### What you are asked to do
Reproduce the blog post on early American garden walls below word for word, in full.

___ Text for analysis ___

Wednesday, November 21, 2012
Garden History - Walls
State House Garden in Philadelphia.
Although we usually tend to think of walls in 18th century America surrounding the grounds of public buildings like the garden facade of the State House in Philadelphia, often they also enclosed private homes and their gardens & grounds as well.
(Just to let you know how seriously my family takes all this blogging, my husband just called this my Humpty Dumpty blog. Reality check.)
1817 William Strictland (1787-1854). The South Front of the Philadelphia Hospital.
Well, back to the topic (which seems fairly interesting to me). The public gounds of the Philadlephia Hospital, where patients & their families could find a few moments away from their cares, were also enclosed by a brick wall.
It is more difficult to identify private homes with garden walls in early America from paintings & prints, because private clients of artists overwhelmingly chose portraits of themselves & their families over landscapes throughout most of the period. Fortunately, some of the portraits are depicted on the grounds of the subject's house.
1750s Walled Garden and Grounds at Cleve in Virginia. Anne Byrd of Westover (1725-1757) (Mrs. Charles Carter). Colonial Williamsburg Foundation.
As we drive through the countryside in both Maryland & Pennsylvania, there is abundant evidence of 18th century stone & brick walls surrounding both houses and plots of land which must have been gardens. But I do not find much discussion of walls in contemporary documents.

___ Entries supplied ___

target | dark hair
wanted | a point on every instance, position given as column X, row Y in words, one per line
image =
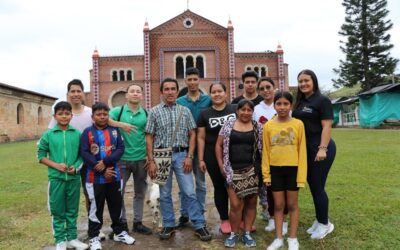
column 217, row 83
column 169, row 79
column 192, row 71
column 249, row 73
column 243, row 103
column 133, row 84
column 75, row 82
column 285, row 94
column 63, row 105
column 265, row 78
column 300, row 96
column 100, row 106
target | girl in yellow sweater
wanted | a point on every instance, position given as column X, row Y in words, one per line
column 284, row 165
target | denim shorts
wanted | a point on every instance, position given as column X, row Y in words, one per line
column 284, row 178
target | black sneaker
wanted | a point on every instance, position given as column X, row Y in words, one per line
column 140, row 228
column 203, row 234
column 166, row 233
column 183, row 220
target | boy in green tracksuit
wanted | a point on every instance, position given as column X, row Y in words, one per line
column 58, row 148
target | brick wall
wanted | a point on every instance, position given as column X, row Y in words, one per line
column 32, row 122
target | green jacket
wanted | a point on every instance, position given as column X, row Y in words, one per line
column 61, row 146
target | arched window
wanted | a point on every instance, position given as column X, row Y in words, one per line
column 40, row 116
column 256, row 69
column 189, row 62
column 20, row 114
column 115, row 76
column 263, row 72
column 179, row 72
column 121, row 75
column 129, row 75
column 200, row 65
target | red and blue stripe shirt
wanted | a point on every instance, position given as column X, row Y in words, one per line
column 101, row 144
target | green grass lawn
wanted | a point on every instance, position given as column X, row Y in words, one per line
column 363, row 187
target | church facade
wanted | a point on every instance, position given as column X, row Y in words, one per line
column 187, row 40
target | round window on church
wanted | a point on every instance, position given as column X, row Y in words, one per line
column 188, row 23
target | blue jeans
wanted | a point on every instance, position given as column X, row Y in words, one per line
column 201, row 189
column 186, row 187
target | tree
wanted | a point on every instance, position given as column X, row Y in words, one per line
column 367, row 46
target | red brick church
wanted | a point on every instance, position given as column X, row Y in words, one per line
column 187, row 40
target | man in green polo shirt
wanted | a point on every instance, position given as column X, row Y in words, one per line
column 195, row 101
column 134, row 158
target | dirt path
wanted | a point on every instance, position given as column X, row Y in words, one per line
column 183, row 238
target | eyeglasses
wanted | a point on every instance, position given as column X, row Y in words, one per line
column 265, row 88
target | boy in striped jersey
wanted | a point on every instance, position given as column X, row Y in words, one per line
column 101, row 149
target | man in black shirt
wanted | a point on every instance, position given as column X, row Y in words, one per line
column 249, row 79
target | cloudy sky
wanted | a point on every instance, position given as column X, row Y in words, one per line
column 46, row 43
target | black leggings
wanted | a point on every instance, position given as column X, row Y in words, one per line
column 317, row 174
column 220, row 193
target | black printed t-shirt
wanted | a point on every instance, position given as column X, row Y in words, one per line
column 213, row 120
column 311, row 111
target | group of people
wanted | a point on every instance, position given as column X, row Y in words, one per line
column 260, row 145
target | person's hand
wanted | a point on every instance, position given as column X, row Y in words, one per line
column 151, row 169
column 99, row 167
column 62, row 167
column 110, row 172
column 71, row 171
column 202, row 166
column 128, row 127
column 187, row 165
column 321, row 155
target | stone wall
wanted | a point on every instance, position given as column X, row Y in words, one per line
column 24, row 114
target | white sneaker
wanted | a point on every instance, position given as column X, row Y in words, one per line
column 61, row 246
column 95, row 243
column 293, row 244
column 284, row 228
column 276, row 244
column 271, row 225
column 313, row 227
column 322, row 230
column 124, row 237
column 77, row 244
column 102, row 236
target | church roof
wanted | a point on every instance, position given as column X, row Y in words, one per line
column 186, row 21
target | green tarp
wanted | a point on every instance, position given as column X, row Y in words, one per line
column 376, row 108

___

### Finished exercise
Wednesday, November 21, 2012
Garden History - Walls
State House Garden in Philadelphia.
Although we usually tend to think of walls in 18th century America surrounding the grounds of public buildings like the garden facade of the State House in Philadelphia, often they also enclosed private homes and their gardens & grounds as well.
(Just to let you know how seriously my family takes all this blogging, my husband just called this my Humpty Dumpty blog. Reality check.)
1817 William Strictland (1787-1854). The South Front of the Philadelphia Hospital.
Well, back to the topic (which seems fairly interesting to me). The public gounds of the Philadlephia Hospital, where patients & their families could find a few moments away from their cares, were also enclosed by a brick wall.
It is more difficult to identify private homes with garden walls in early America from paintings & prints, because private clients of artists overwhelmingly chose portraits of themselves & their families over landscapes throughout most of the period. Fortunately, some of the portraits are depicted on the grounds of the subject's house.
1750s Walled Garden and Grounds at Cleve in Virginia. Anne Byrd of Westover (1725-1757) (Mrs. Charles Carter). Colonial Williamsburg Foundation.
As we drive through the countryside in both Maryland & Pennsylvania, there is abundant evidence of 18th century stone & brick walls surrounding both houses and plots of land which must have been gardens. But I do not find much discussion of walls in contemporary documents.